Entries supplied:
---

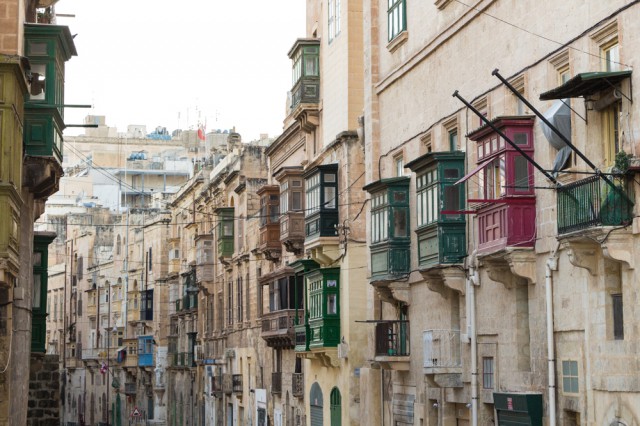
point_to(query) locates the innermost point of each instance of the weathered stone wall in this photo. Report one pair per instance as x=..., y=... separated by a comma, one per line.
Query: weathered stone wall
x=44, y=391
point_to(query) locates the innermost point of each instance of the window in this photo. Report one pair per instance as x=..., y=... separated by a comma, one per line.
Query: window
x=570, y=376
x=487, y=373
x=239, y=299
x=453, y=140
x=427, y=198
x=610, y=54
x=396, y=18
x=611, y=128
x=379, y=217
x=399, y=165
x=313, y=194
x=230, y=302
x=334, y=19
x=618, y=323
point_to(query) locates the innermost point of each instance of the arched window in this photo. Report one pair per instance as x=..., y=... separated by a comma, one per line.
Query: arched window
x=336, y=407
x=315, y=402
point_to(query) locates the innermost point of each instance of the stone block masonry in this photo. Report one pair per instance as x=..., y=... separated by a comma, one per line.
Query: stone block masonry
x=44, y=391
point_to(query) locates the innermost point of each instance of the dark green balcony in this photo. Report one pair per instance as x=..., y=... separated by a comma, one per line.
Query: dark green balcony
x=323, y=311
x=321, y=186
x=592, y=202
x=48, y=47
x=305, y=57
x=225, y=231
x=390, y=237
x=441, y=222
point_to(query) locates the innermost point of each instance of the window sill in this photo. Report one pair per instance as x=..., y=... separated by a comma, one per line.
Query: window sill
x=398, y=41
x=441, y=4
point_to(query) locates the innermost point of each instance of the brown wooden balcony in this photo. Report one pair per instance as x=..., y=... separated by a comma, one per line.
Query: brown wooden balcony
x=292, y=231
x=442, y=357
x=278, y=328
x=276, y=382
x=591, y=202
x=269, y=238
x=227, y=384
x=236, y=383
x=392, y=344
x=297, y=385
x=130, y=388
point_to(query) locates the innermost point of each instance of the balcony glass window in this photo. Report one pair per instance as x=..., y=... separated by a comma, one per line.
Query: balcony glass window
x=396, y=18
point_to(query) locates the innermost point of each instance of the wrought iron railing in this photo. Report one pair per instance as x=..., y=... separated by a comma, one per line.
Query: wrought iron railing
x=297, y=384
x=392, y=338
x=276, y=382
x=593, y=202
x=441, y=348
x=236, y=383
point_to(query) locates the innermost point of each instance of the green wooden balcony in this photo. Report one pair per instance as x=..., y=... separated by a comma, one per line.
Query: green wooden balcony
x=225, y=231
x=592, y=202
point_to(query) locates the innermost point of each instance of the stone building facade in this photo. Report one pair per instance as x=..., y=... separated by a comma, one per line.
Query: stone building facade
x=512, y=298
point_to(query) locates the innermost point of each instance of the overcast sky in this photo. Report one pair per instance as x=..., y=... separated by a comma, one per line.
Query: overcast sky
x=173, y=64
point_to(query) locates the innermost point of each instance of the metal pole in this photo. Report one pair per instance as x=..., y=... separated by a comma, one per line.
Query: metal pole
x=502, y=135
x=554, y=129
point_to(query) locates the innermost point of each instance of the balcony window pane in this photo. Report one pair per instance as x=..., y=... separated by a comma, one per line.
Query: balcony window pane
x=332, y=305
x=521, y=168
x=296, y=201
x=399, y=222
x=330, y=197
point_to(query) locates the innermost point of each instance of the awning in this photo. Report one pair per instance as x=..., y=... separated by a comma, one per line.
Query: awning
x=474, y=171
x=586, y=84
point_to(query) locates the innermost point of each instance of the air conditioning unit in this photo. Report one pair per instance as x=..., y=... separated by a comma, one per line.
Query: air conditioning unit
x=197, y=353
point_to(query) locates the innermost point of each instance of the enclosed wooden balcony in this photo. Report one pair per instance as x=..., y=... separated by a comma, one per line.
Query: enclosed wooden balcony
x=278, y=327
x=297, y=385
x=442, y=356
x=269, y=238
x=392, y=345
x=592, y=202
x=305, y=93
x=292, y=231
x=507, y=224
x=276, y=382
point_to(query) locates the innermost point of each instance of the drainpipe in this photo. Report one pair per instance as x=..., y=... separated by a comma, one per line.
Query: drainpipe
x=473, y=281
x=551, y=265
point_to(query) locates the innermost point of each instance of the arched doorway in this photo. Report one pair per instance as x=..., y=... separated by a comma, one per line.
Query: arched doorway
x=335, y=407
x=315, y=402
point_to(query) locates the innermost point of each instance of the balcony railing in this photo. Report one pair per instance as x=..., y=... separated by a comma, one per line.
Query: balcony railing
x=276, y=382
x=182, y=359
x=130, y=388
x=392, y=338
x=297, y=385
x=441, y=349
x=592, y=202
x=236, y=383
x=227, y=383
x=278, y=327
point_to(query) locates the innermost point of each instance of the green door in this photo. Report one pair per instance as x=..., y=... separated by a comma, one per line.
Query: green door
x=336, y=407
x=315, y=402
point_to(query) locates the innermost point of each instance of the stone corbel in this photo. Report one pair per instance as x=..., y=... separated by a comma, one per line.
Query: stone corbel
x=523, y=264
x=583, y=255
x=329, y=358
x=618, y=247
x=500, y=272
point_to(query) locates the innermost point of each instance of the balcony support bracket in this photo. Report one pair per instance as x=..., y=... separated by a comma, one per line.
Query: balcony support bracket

---

What you are asked to do: Could you extract every line of the records above, word for word and unchanged, while leaving the pictures out?

Task output:
point_to(query) locates the innermost point of each instance of the weathered stone wall in this photo. Report one pair per instance as x=..., y=... separated by a comma, one per line.
Query: weathered stone wall
x=44, y=391
point_to(query) locates the innermost point of each instance of the window in this photo. Report one pair per instance as x=..., y=... separated by a comma, one per line.
Query: window
x=570, y=376
x=487, y=373
x=239, y=299
x=453, y=140
x=427, y=198
x=610, y=54
x=396, y=18
x=611, y=128
x=379, y=217
x=399, y=165
x=313, y=194
x=230, y=302
x=334, y=19
x=618, y=323
point_to(query) locates the innermost point of each instance of the arched window in this photo. Report one pair per instance as x=..., y=... separated by a comma, one per line.
Query: arched window
x=336, y=407
x=315, y=402
point_to(query) locates the innermost point of each instance of the stone block masonry in this photo. Report one pair per instance as x=..., y=... separated by a comma, one per line.
Query: stone block masonry
x=44, y=391
point_to(query) locates the innermost point of each instance of the dark green balcony in this photo. Report one pair per instance as x=..., y=... separated by a comma, one per line.
Query: dark green balcony
x=323, y=311
x=321, y=186
x=592, y=202
x=48, y=47
x=305, y=57
x=225, y=231
x=390, y=237
x=441, y=222
point_to(query) locates the innermost point of each instance of the window sill in this photo. Report one pair per instance as x=..., y=... separated by a comma, one per line.
Query: window sill
x=398, y=41
x=441, y=4
point_to(query) locates the innermost point of each instance of the brown wooden balcony in this photo. Report one pair per instance as x=..., y=... separated by a comma, one per line.
Query: brown wooden balcony
x=292, y=231
x=442, y=357
x=278, y=328
x=276, y=382
x=591, y=202
x=269, y=238
x=227, y=384
x=236, y=383
x=392, y=344
x=297, y=385
x=130, y=388
point_to(query) locates the innermost point of each instance of the balcony glass window in this photo. Report one pair per instance as x=..., y=... separated by a comma, one per line.
Query: balcony glass window
x=396, y=18
point_to(query) locates the innermost point of each instance of the wrought iron railing in this photo. Report one pair per instance as x=..., y=... separated by a comma, one per line.
Query: wrought iron railing
x=297, y=384
x=392, y=338
x=276, y=382
x=593, y=202
x=441, y=348
x=236, y=383
point_to(query) locates the innermost point of each instance of the green wooden balcony in this photo. Report one pair per instance as x=..., y=... separated by a comma, one per line.
Query: green wooden balcony
x=225, y=231
x=592, y=202
point_to(query) locates the innermost point of each instance of the stone building facade in this photo. Report one pair per instance as x=..., y=... separated by a comma, one per line.
Query: stone building facade
x=512, y=298
point_to(query) locates the innermost point of each instance of the overcast sky in this photo. Report one pair per instance as x=..., y=... separated by a comma, one per line.
Query: overcast sky
x=173, y=64
point_to(query) locates the innermost point of each instance of the metal pole in this photo. Report one pair per instance as x=..., y=... separated by a comma, one per line.
Query: metal pole
x=502, y=135
x=554, y=129
point_to(query) locates the innermost point of each instance of the balcony window pane in this photo. Report one pair per instance as x=..., y=... separated by a comma, one per line.
Query: balcony window pane
x=332, y=305
x=521, y=168
x=296, y=201
x=399, y=222
x=330, y=197
point_to(query) locates the innermost point of each instance of the awning in this photo. Report one pair per instance as x=..., y=... separated by a comma, one per line.
Query: awning
x=474, y=171
x=586, y=84
point_to(query) locates the innermost point of each instance of the air conditioning unit in this photo. Report one pair per instance as x=..., y=... separated by a comma, one per line.
Query: air conditioning unit
x=197, y=353
point_to(query) locates the innermost point of each instance of the enclosed wooden balcony in this photo. Report one pair per instance as x=..., y=... separated by a comma, one per line.
Query: enclosed wooden balcony
x=278, y=327
x=297, y=385
x=442, y=356
x=269, y=238
x=392, y=345
x=592, y=202
x=305, y=93
x=292, y=231
x=507, y=224
x=276, y=382
point_to(query) locates the innermost point of each instance of the drainpipe in this photo. Report one pair per instance as x=..., y=... separated by a comma, one per line.
Query: drainpipe
x=473, y=281
x=551, y=265
point_to(query) locates the innermost point of each instance of the arched doorway in this photo. Report one pair per instance as x=..., y=... separated by a comma, one per line.
Query: arched doorway
x=335, y=407
x=315, y=402
point_to(query) locates the innermost point of each instance of the balcony railing in this photo. Report one pair per instance as x=..., y=... separated by a comma, one per line.
Query: balcony railing
x=276, y=382
x=182, y=359
x=130, y=388
x=392, y=338
x=297, y=385
x=441, y=349
x=592, y=202
x=236, y=383
x=227, y=383
x=278, y=327
point_to(query) locates the innermost point of each instance of the green door in this photo. Report one pair per instance as x=..., y=... separated by a comma, one per line.
Query: green door
x=336, y=407
x=315, y=402
point_to(query) locates the innermost point of each instance of the stone corbel in this photo. Report one pair per instance as x=..., y=... separated by a comma, one per line.
Query: stone corbel
x=523, y=264
x=583, y=255
x=329, y=358
x=618, y=247
x=500, y=272
point_to(query) locates the innermost point of each instance of the balcony support bracket in this photo. Report one pair per instance as x=..., y=... separated by a comma, one per line.
Query: balcony support bracket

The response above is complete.